• Problem description: Please give again, exactly and only, the stretch of lines from the one containing "Spot the reflection on" to the end of the entries below.

━━ Raw data

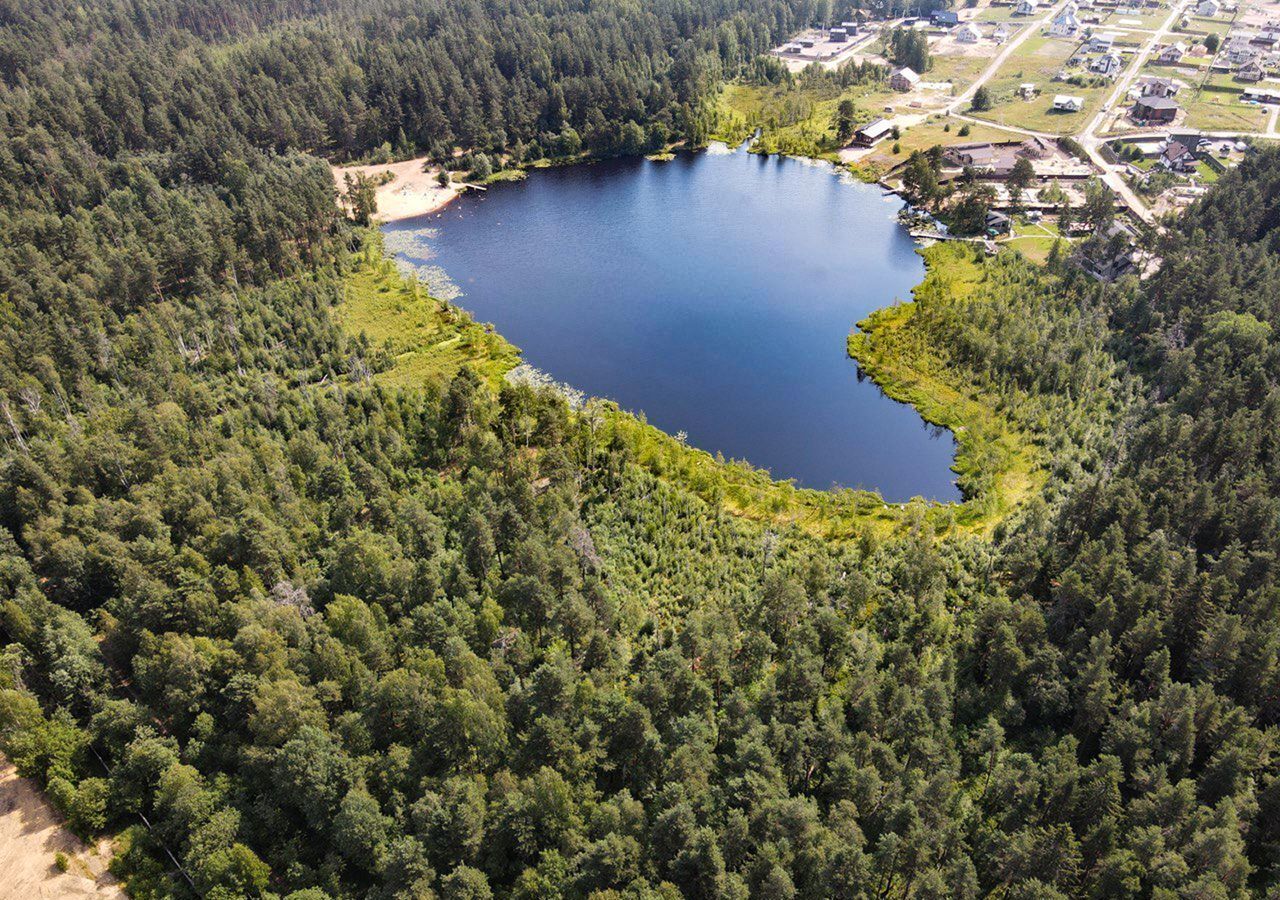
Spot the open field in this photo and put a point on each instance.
(924, 136)
(1033, 240)
(1200, 26)
(425, 339)
(429, 339)
(31, 839)
(960, 63)
(1215, 105)
(1150, 21)
(1038, 60)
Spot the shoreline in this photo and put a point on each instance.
(410, 192)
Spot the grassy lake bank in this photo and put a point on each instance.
(428, 339)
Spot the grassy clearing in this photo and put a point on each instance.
(1033, 240)
(995, 460)
(796, 120)
(428, 341)
(424, 339)
(1215, 105)
(961, 68)
(1038, 60)
(924, 136)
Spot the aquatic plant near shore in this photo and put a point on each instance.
(536, 378)
(412, 251)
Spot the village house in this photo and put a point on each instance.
(1101, 41)
(1251, 72)
(1065, 24)
(1261, 95)
(1155, 110)
(904, 80)
(999, 223)
(1176, 156)
(1107, 65)
(873, 132)
(1159, 86)
(1109, 254)
(1239, 50)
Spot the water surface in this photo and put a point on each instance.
(713, 293)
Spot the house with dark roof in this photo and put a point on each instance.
(873, 132)
(1251, 72)
(1178, 158)
(904, 80)
(1155, 110)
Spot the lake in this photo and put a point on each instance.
(713, 293)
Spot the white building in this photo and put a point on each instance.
(1065, 24)
(1107, 65)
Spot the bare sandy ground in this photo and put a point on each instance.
(411, 192)
(31, 832)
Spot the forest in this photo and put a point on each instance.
(288, 629)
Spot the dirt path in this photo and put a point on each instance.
(410, 192)
(31, 834)
(1033, 27)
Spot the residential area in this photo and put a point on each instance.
(1150, 100)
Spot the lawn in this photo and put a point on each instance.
(1038, 60)
(993, 14)
(1215, 105)
(1033, 240)
(927, 135)
(796, 120)
(960, 69)
(1202, 26)
(1144, 22)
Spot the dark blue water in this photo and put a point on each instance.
(714, 293)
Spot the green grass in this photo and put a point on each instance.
(990, 448)
(927, 135)
(1215, 105)
(425, 339)
(794, 120)
(1033, 240)
(1038, 60)
(960, 69)
(1201, 26)
(428, 341)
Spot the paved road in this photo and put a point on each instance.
(1033, 27)
(1088, 138)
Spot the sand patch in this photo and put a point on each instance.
(410, 191)
(31, 835)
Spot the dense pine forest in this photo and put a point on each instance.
(330, 638)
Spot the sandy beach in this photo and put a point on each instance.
(31, 834)
(410, 192)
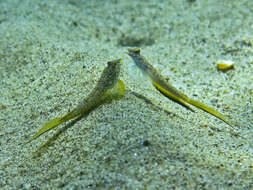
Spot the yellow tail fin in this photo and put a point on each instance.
(208, 110)
(50, 125)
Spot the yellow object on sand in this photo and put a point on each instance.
(108, 88)
(167, 89)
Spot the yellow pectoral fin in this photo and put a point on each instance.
(209, 110)
(171, 96)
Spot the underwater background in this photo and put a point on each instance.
(52, 53)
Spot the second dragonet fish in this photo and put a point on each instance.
(108, 87)
(167, 89)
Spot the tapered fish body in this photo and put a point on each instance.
(108, 87)
(167, 89)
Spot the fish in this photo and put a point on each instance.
(167, 89)
(108, 87)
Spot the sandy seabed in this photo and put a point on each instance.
(53, 52)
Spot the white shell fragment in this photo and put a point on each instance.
(224, 65)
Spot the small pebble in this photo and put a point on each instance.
(225, 65)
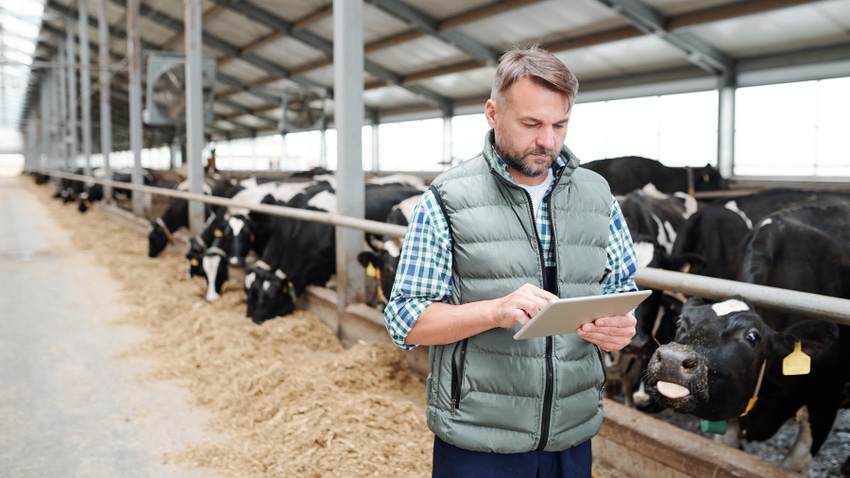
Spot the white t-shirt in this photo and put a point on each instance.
(537, 192)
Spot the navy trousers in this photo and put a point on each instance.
(453, 462)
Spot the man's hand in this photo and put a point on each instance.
(520, 305)
(609, 333)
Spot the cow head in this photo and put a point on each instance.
(712, 367)
(708, 178)
(384, 262)
(243, 236)
(195, 255)
(215, 268)
(270, 294)
(214, 261)
(158, 238)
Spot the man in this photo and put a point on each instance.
(489, 244)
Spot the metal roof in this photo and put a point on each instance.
(438, 57)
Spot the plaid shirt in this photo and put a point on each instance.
(424, 273)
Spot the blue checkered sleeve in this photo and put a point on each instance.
(424, 269)
(622, 260)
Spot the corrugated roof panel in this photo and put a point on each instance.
(461, 86)
(786, 29)
(289, 53)
(623, 57)
(377, 25)
(539, 21)
(423, 53)
(241, 70)
(235, 28)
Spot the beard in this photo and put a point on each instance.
(524, 164)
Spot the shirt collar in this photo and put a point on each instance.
(556, 166)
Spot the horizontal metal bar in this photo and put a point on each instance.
(366, 225)
(783, 300)
(812, 305)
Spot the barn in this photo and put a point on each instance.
(204, 206)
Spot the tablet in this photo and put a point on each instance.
(565, 316)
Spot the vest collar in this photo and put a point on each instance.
(565, 164)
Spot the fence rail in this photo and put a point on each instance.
(784, 300)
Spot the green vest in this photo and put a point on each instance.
(490, 392)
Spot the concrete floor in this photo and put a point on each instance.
(69, 406)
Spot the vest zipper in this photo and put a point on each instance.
(548, 390)
(547, 396)
(457, 373)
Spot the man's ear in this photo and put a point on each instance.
(490, 110)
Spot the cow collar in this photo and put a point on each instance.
(165, 229)
(218, 251)
(755, 396)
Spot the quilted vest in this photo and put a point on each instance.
(490, 392)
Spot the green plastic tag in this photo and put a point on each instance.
(718, 428)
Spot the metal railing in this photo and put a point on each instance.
(784, 300)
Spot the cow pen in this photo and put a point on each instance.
(630, 442)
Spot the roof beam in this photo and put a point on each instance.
(422, 22)
(649, 21)
(276, 23)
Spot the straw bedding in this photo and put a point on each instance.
(284, 398)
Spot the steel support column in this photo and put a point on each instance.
(105, 92)
(134, 66)
(348, 99)
(726, 126)
(85, 85)
(72, 91)
(194, 110)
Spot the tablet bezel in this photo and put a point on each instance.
(565, 316)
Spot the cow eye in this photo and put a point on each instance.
(752, 337)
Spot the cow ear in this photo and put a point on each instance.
(815, 336)
(365, 258)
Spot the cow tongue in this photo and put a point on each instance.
(672, 390)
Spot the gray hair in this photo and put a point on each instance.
(535, 63)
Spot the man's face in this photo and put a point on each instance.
(530, 125)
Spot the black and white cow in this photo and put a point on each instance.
(712, 368)
(719, 349)
(302, 253)
(653, 219)
(384, 261)
(710, 242)
(627, 173)
(162, 229)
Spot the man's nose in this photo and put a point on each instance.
(546, 138)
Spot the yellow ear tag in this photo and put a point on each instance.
(797, 362)
(750, 405)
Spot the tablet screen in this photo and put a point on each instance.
(565, 316)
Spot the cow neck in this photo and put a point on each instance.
(755, 397)
(164, 227)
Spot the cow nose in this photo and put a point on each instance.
(676, 361)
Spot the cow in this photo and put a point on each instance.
(653, 219)
(710, 242)
(384, 260)
(302, 253)
(627, 173)
(719, 349)
(237, 230)
(162, 229)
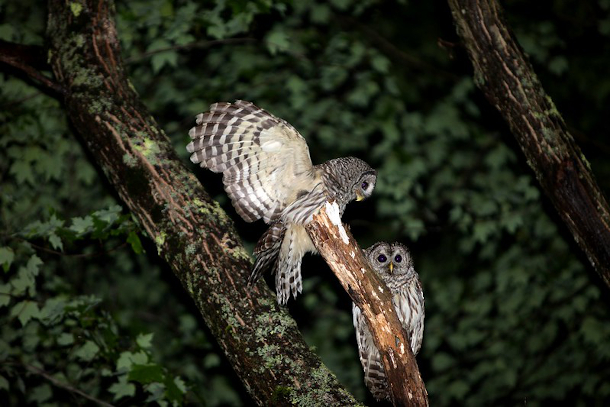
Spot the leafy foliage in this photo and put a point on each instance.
(514, 314)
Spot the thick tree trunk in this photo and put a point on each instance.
(190, 230)
(368, 291)
(506, 77)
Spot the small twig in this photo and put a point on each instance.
(65, 386)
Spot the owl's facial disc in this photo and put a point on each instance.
(364, 187)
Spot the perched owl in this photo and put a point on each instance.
(394, 265)
(268, 175)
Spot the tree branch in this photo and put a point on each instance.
(27, 59)
(370, 294)
(190, 231)
(504, 74)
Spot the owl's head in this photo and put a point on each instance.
(364, 178)
(390, 259)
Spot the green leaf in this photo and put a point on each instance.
(5, 294)
(122, 388)
(277, 41)
(40, 394)
(128, 359)
(56, 242)
(88, 351)
(175, 388)
(145, 374)
(4, 383)
(24, 311)
(134, 240)
(53, 311)
(6, 257)
(144, 340)
(65, 339)
(25, 278)
(81, 225)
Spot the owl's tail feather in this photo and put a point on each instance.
(267, 251)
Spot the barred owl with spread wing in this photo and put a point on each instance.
(394, 265)
(268, 174)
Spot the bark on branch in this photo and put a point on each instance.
(190, 230)
(509, 82)
(345, 258)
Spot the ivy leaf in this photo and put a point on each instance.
(65, 339)
(134, 240)
(88, 351)
(56, 242)
(53, 311)
(175, 388)
(128, 359)
(6, 257)
(25, 278)
(277, 41)
(4, 383)
(146, 374)
(81, 225)
(24, 311)
(5, 294)
(40, 394)
(122, 388)
(144, 340)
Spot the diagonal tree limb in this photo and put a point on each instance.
(190, 231)
(504, 74)
(370, 294)
(29, 59)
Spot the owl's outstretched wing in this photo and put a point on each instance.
(264, 160)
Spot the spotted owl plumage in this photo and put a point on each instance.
(394, 265)
(268, 174)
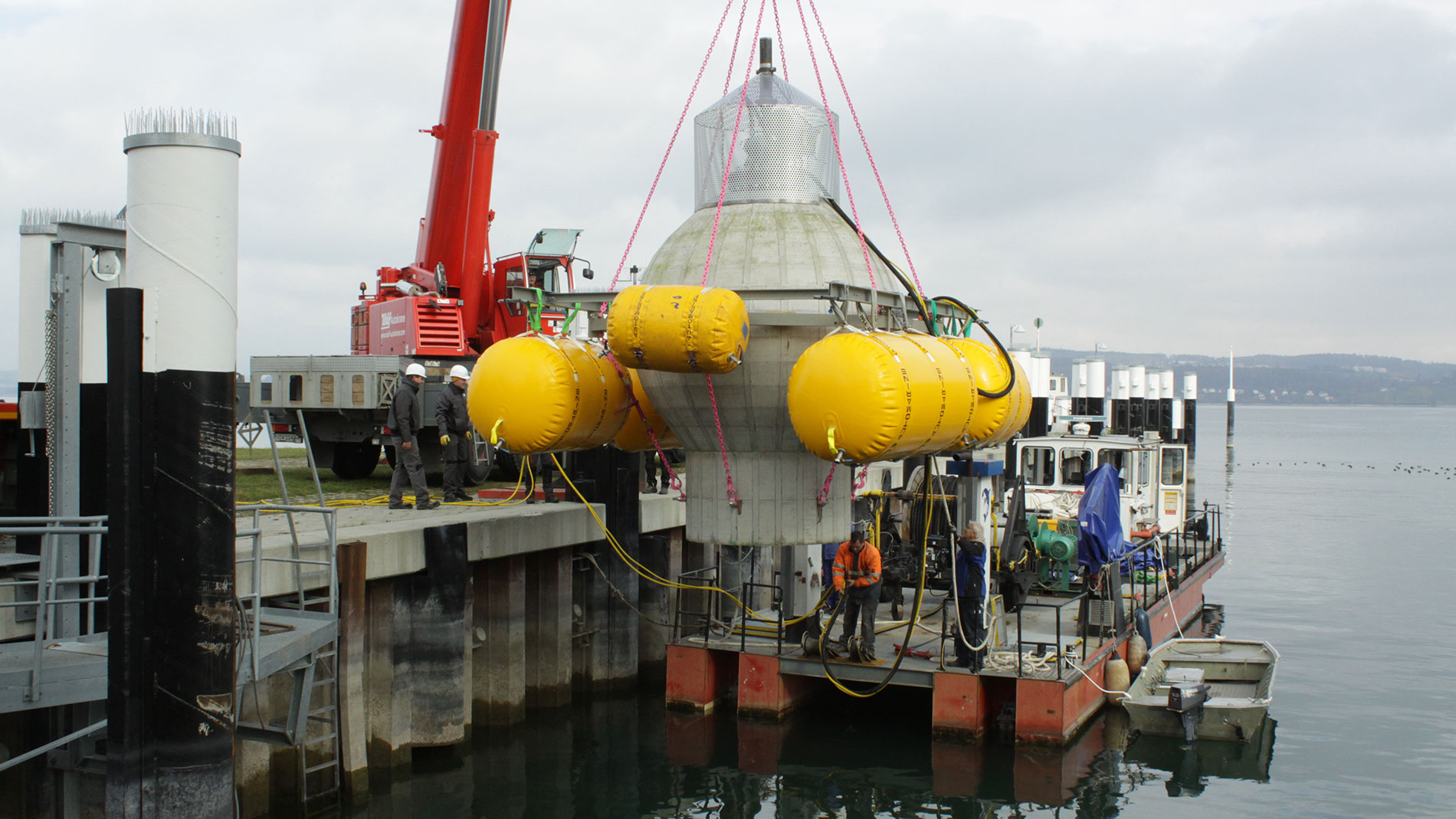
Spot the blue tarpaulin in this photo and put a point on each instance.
(1100, 519)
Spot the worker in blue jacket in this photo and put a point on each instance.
(970, 588)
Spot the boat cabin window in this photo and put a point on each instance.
(1037, 466)
(1172, 467)
(1121, 461)
(1075, 466)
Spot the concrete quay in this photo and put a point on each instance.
(457, 618)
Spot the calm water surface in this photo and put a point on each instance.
(1340, 558)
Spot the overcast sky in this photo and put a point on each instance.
(1274, 175)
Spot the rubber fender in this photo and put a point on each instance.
(536, 393)
(1136, 655)
(996, 421)
(881, 396)
(679, 329)
(634, 438)
(1116, 678)
(1143, 626)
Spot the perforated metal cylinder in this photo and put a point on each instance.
(784, 150)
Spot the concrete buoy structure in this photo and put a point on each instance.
(775, 231)
(172, 531)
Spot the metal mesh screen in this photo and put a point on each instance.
(784, 152)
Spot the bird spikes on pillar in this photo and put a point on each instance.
(181, 121)
(50, 217)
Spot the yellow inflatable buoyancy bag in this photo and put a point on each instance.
(634, 438)
(679, 328)
(998, 419)
(881, 396)
(538, 393)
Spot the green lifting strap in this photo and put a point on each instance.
(533, 312)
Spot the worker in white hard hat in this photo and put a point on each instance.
(404, 431)
(456, 440)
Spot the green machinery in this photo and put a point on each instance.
(1056, 545)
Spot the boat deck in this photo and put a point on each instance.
(933, 636)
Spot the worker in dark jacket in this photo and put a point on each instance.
(456, 443)
(970, 589)
(857, 565)
(404, 425)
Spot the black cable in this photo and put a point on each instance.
(1011, 369)
(899, 274)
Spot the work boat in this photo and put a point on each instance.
(1205, 690)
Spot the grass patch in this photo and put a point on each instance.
(257, 488)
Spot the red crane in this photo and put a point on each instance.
(448, 303)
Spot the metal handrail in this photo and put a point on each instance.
(257, 558)
(703, 579)
(778, 604)
(48, 579)
(1058, 608)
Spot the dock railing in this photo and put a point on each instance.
(703, 603)
(57, 537)
(252, 603)
(776, 597)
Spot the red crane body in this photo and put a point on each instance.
(448, 301)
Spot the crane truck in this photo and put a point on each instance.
(441, 309)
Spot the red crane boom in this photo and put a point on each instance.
(448, 301)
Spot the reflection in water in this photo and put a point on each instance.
(631, 757)
(1193, 765)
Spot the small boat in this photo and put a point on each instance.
(1203, 690)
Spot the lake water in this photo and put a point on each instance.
(1340, 556)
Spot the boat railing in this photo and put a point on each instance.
(57, 589)
(1059, 650)
(1159, 563)
(326, 566)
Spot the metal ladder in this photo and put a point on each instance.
(303, 578)
(320, 783)
(313, 719)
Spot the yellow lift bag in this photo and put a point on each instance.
(536, 393)
(881, 396)
(634, 438)
(996, 421)
(679, 328)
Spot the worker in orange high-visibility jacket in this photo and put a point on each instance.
(857, 563)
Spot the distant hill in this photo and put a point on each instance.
(1323, 378)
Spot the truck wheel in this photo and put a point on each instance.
(354, 461)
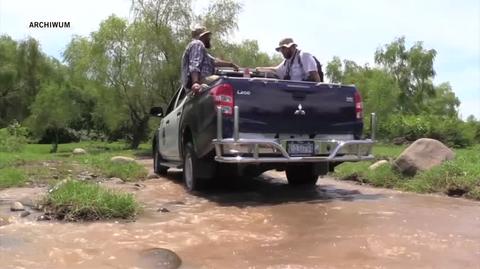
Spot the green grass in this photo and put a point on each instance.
(102, 163)
(12, 177)
(74, 200)
(460, 176)
(34, 163)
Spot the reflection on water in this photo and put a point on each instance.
(261, 223)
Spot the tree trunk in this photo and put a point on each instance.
(139, 132)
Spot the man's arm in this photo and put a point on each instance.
(222, 63)
(310, 67)
(195, 59)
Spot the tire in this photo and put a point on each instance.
(157, 167)
(304, 175)
(190, 169)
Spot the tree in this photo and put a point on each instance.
(413, 71)
(444, 103)
(334, 70)
(54, 108)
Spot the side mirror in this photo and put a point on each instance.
(156, 111)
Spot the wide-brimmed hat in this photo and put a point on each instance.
(200, 31)
(286, 42)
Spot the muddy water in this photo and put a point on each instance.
(261, 223)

━━━━

• Solved exercise:
Spot the reflection on water in this photo and put a point on each instance.
(261, 223)
Spot the tree trunk in this photo and put a point on each instance.
(139, 132)
Spot the man's arm in this photo and put a point on each instance.
(222, 63)
(310, 67)
(195, 59)
Spot the tire in this photo and put a point on each instance.
(157, 167)
(304, 175)
(190, 169)
Spot the tree in this photo and put a point on each instance.
(413, 71)
(444, 103)
(334, 70)
(54, 108)
Spot the side mirror in this photo and put a point on each instance.
(156, 111)
Spot the wide-brimmed hat in this photo and put a point on each instance.
(200, 31)
(286, 42)
Spot the muddy water in this photo and put a point on each instance.
(261, 223)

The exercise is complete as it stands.